__O que fazer__. Escreva a continuação da resenha sobre o álbum de estreia do Verita, começando logo após a última frase apresentada.

__Trecho do texto__.
NOTA DO CRÍTICO
Após lançar singles subsequentes entre 2023 e o início deste ano, um novo nome entra em definitivo no circuito da música fonográfica nacional. O Verita chega agora, no auge do terceiro trimestre de 2024, com seu álbum de estreia. Autointitulado, o produto consiste em um lançamento independente.
Entre sonares ambientes, aquilo que parece ser um comício difundido radiofonicamente é ouvido ao fundo. Rapidamente, porém, o ambiente é tomado por uma guitarra que se apresenta ácida em sua movimentação borbulhante. Sob domínio de Caio Kirdeika ela se posta em uma pose imponente, de cenhos cerrados e olhos fixos em um detalhe ainda enigmático, mas que já indica se tratar de algo como um levante. Assim que a guitarra base entra em cena dando um ligeiro embasamento melódico, a bateria, ao mesmo tempo, assume seu lugar. Ainda que trazido pela programação de Filipe Coelho, o instrumento vai desenhando uma base rítmica consistente, enquanto demonstra uma sujeira proposital que comunica uma ligeira imersão no campo do post-grunge. Conforme vai se desenvolvendo, a introdução vai ganhando outros elementos. O baixo de Leo Skinner, último instrumento a entrar em cena, despeja uma acidez estridente capaz de inserir, também na receita melódica, generosas doses de stoner rock. Com essa roupagem estrutural, a canção consegue transpirar, por meio dos gritos extasiantes da guitarra, uma sensualidade advinda do hard rock que contamina todo o seu aparato rítmico-melódico. Ganhando, portanto, uma silhueta libidinosa provocante, (R)evolução acaba se dividindo entre a agressão e a sensualidade, enquanto seu primeiro verso enfim tem início. Nele, uma voz aveludada e ligeiramente aguda assume o comando do microfone. Fernando Coelho, nesse contexto, vem como um elemento a entregar um contraponto sensorial perante à sujeira e a raiva enraizada na melodia, a qual, conforme se matura, acaba apresentando uma interessante similaridade para com aquelas de Two Sides Of Me, single do Hinder, e Pense E Dance, single do Barão Vermelho. Contagiante, elétrica, excitante e levemente sombria, (R)evolução é uma faixa que, entre rimas pobres, destaca uma sociedade presa em seus próprios medos. Medos esses que a impede de assumir uma postura questionadora, reflexiva. Medos esses que, portanto, a faz ser um simples refém das mais diversas ordens manipulativas. Essa insegurança motriz é o verdadeiro motivo de a evolução como comunidade ser barrada.

__Dados fornecidos__.
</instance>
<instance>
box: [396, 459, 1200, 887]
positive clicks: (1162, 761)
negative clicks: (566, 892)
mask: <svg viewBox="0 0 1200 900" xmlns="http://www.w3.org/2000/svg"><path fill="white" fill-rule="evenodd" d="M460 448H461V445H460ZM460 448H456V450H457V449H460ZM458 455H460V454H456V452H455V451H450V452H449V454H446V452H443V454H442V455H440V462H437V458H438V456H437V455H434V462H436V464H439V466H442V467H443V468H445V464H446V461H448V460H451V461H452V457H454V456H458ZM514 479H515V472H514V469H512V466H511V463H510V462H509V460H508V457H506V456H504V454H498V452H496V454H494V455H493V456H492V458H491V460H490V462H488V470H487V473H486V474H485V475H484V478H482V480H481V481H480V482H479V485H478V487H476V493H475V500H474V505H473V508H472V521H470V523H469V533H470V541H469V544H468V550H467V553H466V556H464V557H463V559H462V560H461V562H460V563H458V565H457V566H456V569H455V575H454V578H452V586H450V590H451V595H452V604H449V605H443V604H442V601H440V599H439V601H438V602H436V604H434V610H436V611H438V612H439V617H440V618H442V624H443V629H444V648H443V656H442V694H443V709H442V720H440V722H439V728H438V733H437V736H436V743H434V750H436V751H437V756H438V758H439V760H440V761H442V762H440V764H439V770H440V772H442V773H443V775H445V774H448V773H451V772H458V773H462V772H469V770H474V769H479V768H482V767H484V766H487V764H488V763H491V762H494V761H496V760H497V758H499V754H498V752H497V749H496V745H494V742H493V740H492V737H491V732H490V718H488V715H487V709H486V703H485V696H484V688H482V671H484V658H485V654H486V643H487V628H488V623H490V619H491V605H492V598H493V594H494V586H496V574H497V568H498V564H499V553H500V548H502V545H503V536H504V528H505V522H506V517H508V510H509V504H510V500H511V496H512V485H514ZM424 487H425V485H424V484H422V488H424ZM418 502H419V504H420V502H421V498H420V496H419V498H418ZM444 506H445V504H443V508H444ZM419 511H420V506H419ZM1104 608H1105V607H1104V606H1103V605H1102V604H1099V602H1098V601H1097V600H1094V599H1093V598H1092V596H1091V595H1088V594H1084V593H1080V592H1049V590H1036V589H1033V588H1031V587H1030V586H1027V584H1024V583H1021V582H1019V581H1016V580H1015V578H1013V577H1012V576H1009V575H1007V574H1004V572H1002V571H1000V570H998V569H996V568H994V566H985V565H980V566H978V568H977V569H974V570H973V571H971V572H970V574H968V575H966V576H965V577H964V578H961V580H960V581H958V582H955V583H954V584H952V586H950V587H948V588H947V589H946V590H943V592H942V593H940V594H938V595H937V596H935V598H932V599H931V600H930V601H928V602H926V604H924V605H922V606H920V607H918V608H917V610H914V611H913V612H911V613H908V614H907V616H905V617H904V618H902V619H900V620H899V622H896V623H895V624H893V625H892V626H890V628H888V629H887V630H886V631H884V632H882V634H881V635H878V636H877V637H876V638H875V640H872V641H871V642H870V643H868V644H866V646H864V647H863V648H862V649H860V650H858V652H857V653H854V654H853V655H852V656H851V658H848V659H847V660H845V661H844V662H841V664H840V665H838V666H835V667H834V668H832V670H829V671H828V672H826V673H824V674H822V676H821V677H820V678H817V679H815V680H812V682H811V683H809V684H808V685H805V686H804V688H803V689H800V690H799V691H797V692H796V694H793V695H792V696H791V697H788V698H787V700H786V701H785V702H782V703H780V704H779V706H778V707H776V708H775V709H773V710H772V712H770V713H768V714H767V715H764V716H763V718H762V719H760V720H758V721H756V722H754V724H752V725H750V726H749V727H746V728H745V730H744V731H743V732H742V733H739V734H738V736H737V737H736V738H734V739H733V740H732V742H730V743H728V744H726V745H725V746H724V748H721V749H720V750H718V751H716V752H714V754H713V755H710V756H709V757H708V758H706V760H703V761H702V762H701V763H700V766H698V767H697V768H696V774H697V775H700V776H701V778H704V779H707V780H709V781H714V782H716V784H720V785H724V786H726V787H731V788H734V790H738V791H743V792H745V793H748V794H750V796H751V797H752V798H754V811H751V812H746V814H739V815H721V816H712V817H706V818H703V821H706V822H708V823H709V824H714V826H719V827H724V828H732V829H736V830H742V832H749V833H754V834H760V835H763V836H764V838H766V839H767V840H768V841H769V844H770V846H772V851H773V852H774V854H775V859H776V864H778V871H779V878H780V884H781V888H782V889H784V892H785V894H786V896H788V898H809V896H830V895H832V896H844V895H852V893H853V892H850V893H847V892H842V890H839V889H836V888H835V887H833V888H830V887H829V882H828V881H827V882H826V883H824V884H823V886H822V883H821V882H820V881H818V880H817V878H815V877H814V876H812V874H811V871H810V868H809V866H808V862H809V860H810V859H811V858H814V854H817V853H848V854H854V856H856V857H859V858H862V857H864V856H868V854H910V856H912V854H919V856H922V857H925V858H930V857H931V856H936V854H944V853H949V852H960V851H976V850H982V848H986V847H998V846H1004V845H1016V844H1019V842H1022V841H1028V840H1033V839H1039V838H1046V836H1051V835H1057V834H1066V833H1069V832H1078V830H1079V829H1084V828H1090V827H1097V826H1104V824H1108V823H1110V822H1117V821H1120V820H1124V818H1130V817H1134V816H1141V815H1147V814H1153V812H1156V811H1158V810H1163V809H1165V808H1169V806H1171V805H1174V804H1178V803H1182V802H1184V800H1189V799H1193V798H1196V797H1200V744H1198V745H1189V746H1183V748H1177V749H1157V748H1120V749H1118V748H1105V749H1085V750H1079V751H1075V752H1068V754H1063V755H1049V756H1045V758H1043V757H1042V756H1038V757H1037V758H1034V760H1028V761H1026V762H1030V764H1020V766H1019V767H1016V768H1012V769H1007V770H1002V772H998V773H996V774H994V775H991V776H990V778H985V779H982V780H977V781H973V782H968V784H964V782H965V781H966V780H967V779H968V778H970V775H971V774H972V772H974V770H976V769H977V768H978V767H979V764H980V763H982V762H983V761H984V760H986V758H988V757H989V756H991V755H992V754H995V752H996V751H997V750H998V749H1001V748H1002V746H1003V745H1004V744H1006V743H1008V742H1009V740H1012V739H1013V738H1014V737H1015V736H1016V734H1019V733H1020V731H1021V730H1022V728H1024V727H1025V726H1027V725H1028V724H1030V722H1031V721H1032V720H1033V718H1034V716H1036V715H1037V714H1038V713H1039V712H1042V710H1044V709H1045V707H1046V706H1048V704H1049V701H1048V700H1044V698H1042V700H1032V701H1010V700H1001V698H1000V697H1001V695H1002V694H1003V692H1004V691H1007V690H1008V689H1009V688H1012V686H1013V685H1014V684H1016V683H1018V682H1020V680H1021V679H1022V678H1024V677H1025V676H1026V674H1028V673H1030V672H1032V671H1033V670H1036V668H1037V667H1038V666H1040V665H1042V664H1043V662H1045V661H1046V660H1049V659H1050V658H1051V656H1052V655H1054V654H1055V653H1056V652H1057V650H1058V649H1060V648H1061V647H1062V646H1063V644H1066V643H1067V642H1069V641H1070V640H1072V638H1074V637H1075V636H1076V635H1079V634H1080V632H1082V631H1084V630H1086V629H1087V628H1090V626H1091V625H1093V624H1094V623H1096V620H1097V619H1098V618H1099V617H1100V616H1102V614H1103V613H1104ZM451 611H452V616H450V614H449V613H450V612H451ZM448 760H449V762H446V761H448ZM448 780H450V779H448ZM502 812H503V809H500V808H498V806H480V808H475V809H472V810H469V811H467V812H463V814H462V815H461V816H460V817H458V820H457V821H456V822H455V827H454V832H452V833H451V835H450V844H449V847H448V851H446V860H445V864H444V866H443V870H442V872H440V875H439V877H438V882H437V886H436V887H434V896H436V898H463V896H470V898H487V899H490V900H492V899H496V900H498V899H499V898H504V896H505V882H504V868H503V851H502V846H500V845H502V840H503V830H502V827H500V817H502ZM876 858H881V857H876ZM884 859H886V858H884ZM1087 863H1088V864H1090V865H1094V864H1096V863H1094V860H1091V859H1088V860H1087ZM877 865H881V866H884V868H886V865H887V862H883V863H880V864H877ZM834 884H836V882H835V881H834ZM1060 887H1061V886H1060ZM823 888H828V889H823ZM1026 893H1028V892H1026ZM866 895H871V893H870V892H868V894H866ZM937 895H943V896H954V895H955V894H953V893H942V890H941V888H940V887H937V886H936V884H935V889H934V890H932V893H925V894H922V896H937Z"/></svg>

__Resposta do exercício__.
A guitarra retoma sua forma áspera e grave, enquanto o baixo de Felipe Fornachari surge entre relâmpagos bojudos e a bateria vai desenhando uma base rítmica fluida de caráter curiosamente sensual. De estrutura rítmico-melódica mais acessível à massa popular, mas sem guardar sua pose ríspida e confiante, a sonoridade é capaz de fazer o ouvinte montar em seu inconsciente a imagem de um viajante solitário lidando com um universo de incertezas que o levam rumo ao autoconhecimento. Em uma sintonia linear com tal percepção sensitiva, o enredo de Caminhos apresenta um indivíduo que, de fato, lida com o fator autoconhecimento, enquanto deposita sua confiança no destino como meio de descobrir a melhor direção para seguir. As incertezas, os desafios, as quedas, a inveja, mas também o amor, a compaixão, o apoio e o sonhar são fatores que auxiliam na formação de uma essência madura e autoconfiante. Essa é a percepção que o personagem não apenas segue, mas tenta difundir ao ouvinte que também estiver preparado para a identificar.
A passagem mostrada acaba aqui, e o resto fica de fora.